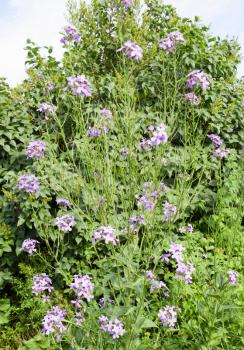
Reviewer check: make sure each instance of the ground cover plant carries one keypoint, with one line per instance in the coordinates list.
(121, 186)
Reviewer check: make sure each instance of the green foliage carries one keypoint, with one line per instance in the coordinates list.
(103, 186)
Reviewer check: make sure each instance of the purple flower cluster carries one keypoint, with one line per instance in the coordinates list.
(71, 34)
(197, 77)
(29, 246)
(168, 316)
(28, 183)
(36, 150)
(63, 202)
(41, 283)
(187, 228)
(170, 43)
(53, 322)
(216, 139)
(170, 211)
(127, 3)
(106, 114)
(104, 302)
(233, 276)
(79, 85)
(175, 252)
(65, 223)
(184, 271)
(158, 137)
(82, 286)
(154, 283)
(107, 233)
(220, 153)
(46, 108)
(132, 50)
(135, 222)
(192, 99)
(116, 328)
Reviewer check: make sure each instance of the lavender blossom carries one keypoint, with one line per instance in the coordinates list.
(106, 114)
(172, 40)
(71, 35)
(197, 77)
(127, 3)
(63, 202)
(170, 211)
(36, 150)
(79, 85)
(46, 109)
(192, 99)
(65, 223)
(83, 286)
(216, 139)
(168, 316)
(132, 50)
(220, 153)
(187, 228)
(94, 132)
(53, 322)
(114, 328)
(136, 221)
(29, 246)
(107, 233)
(28, 183)
(41, 283)
(233, 276)
(184, 271)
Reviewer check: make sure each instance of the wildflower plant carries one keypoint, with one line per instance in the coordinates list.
(140, 157)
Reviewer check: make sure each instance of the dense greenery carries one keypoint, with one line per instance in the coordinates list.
(104, 178)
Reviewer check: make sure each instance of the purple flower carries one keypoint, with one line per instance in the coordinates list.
(168, 316)
(107, 233)
(77, 303)
(36, 150)
(82, 286)
(136, 221)
(64, 202)
(192, 98)
(132, 50)
(197, 77)
(106, 114)
(28, 183)
(50, 86)
(159, 135)
(150, 275)
(103, 302)
(220, 153)
(41, 283)
(233, 276)
(79, 85)
(187, 228)
(53, 322)
(46, 108)
(65, 223)
(184, 271)
(94, 132)
(29, 246)
(127, 3)
(216, 139)
(170, 211)
(45, 298)
(170, 43)
(114, 328)
(71, 35)
(176, 251)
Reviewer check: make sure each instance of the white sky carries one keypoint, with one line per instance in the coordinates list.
(42, 20)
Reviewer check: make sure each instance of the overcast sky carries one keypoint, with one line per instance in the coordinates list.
(42, 20)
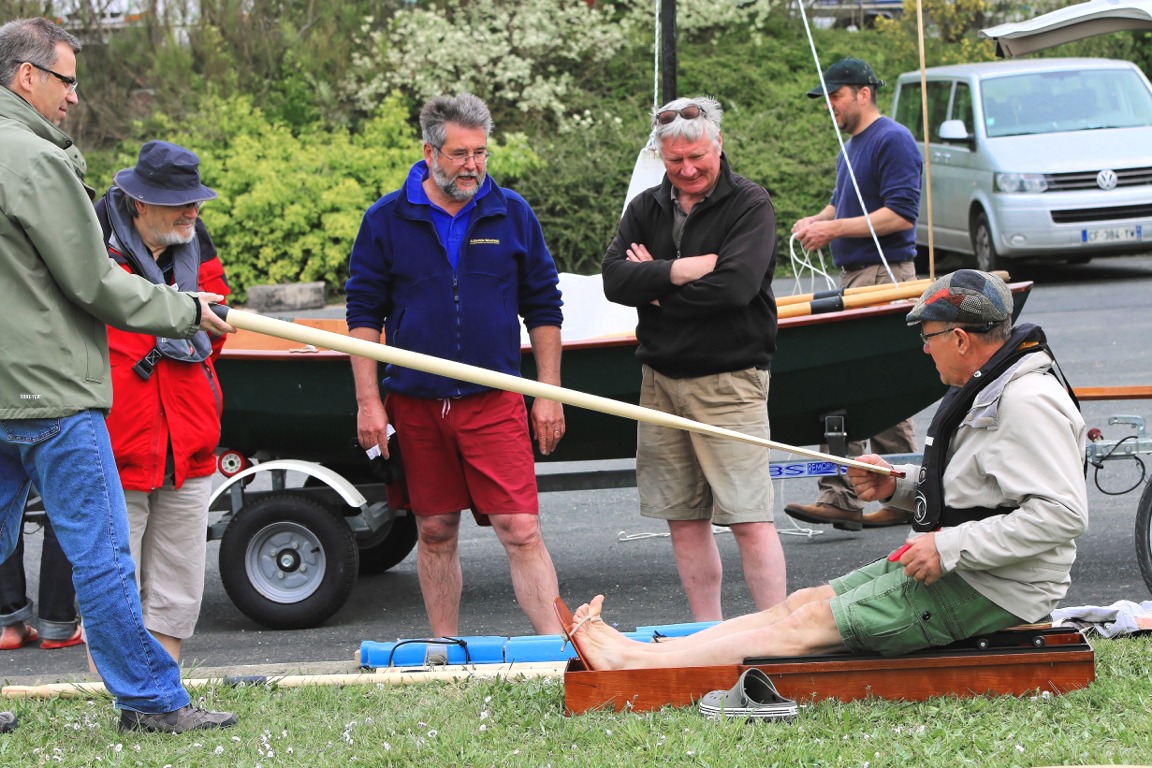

--------------------------------------------------

### Aim of the exercise
Reproduce every row above word for word, leaving out the pictures.

### Problem solution
Reviewer check: make sure each instance of the ground cover plant carries one keypoint, with one line per instance in the coordinates list.
(121, 186)
Reviewer check: make sure each instance of the green foliage carries one keypoint, with one line per instance in the coordinates list.
(103, 186)
Reviewer check: make sure each instance of the purple flower cluster carries one keypoint, with one line per instance in the coordinates list.
(71, 34)
(197, 77)
(29, 246)
(168, 316)
(28, 183)
(36, 150)
(63, 202)
(41, 283)
(187, 228)
(170, 43)
(53, 322)
(216, 139)
(170, 211)
(127, 3)
(106, 114)
(104, 302)
(233, 276)
(79, 85)
(175, 252)
(65, 223)
(184, 271)
(158, 137)
(82, 286)
(154, 283)
(107, 233)
(220, 153)
(46, 108)
(132, 50)
(135, 222)
(192, 99)
(116, 328)
Reviewer check: make sure each instance of the lavender blossom carries one keypoint, with one line per instance in the coordinates list.
(106, 114)
(172, 40)
(71, 35)
(197, 77)
(127, 3)
(63, 202)
(170, 211)
(36, 150)
(79, 85)
(46, 109)
(192, 99)
(65, 223)
(83, 286)
(216, 139)
(168, 316)
(132, 50)
(220, 153)
(187, 228)
(94, 132)
(53, 322)
(114, 328)
(136, 221)
(29, 246)
(107, 233)
(28, 183)
(41, 283)
(233, 276)
(184, 271)
Reviewer check: make sure each instance of the wildflower plant carries one keypoint, with one line per instance in the coordinates list.
(140, 157)
Reviewer check: make sure each instance of the dense greenery carries one keypoint, with one line per instance in the coordinates list.
(104, 178)
Reviewer check: make sure each instance of the purple flower carries one keypoint, with one line per instance in the coordinates list.
(168, 316)
(107, 233)
(77, 303)
(36, 150)
(82, 286)
(136, 221)
(64, 202)
(192, 98)
(132, 50)
(197, 77)
(106, 114)
(28, 183)
(50, 86)
(159, 135)
(150, 275)
(103, 302)
(220, 153)
(41, 283)
(233, 276)
(79, 85)
(187, 228)
(53, 322)
(46, 108)
(65, 223)
(184, 271)
(94, 132)
(29, 246)
(127, 3)
(216, 139)
(170, 211)
(45, 298)
(170, 43)
(114, 328)
(71, 35)
(176, 251)
Reviewer check: make sure each instance of the white sky carries one keypoint, with one line per instance in the coordinates list.
(42, 20)
Reviewer check: make sure each instance of the overcast sky carries one keypoint, with one line per instance in the coordinates list.
(42, 20)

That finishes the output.